> [Problem to solve] Reproduce the material below with each "photo" changed to "image" and everything else left as it is. Omit the pictures from your answer.

> [Data for the task]
Start

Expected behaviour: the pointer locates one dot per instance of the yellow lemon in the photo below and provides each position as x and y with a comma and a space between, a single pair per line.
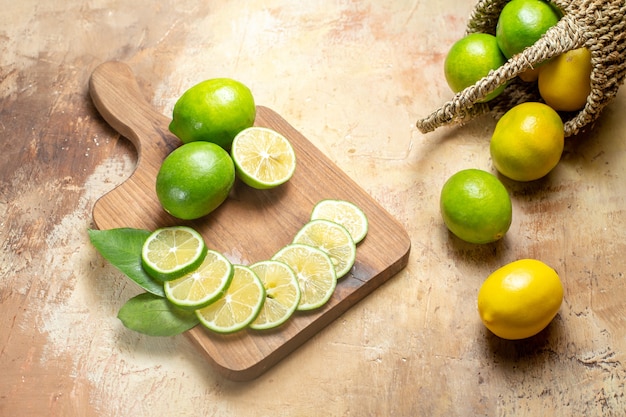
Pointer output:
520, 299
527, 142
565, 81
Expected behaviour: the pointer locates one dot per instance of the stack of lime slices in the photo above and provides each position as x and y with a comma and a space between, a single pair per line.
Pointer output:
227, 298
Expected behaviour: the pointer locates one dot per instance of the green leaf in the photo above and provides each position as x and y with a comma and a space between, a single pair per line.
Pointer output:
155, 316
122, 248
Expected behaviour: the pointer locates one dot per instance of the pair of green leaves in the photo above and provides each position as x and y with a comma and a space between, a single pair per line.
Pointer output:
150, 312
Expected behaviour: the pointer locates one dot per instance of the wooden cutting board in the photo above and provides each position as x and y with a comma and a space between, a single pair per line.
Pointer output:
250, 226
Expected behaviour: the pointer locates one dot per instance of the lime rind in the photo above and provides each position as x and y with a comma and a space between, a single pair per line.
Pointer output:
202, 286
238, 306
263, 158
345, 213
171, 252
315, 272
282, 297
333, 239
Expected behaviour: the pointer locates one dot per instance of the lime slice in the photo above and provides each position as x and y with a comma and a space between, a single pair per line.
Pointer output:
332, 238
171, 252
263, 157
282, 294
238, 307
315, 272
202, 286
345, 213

End

> [Worked solution]
Expected behaviour: the pointer locates one dot per instance of the yellow lemon in the image below and provides each position as x and y with a comma and a space between, a single pair per line.
Pointer output:
520, 299
527, 142
565, 81
Expected behaviour: the pointer locates one dot per instance of the stack of lime slices in the image above and provides each position as x and y with a comma and a space between, a single pair per line.
Pointer output:
227, 298
Expected behaviour: the pointer locates one dot per instance of the green leaf in the image above and provides each position as x and y with a comma and a space between, a single pair per line.
Pointer output:
155, 316
122, 248
Expected behaviour: the pointer locates one dot per instance of the pair of green leaves in the image above and provides each position as x and y with a comma and a space between, a single pair per line.
Pointer output:
150, 312
Expected behaviour: the pointer locates one dot per instance of the wooden cutting board in the image above and provides each position as x and y with a comma and a space between, a single pair per line.
Pointer output:
250, 226
Expected behaviour: the pointer locates one dot per instance of the lime rind in the image above and provides each position as x and y with a comma and a space between, a single pair per line.
Pointer output:
202, 286
238, 306
263, 158
345, 213
171, 252
315, 272
282, 297
333, 239
Expected behaviour: the pointer locates one dot per instance of the lime slice in the image above and provides each position as x and y with a comma and a space between, a single pair per line.
Pointer output:
332, 238
171, 252
263, 157
282, 294
238, 307
315, 272
202, 286
345, 213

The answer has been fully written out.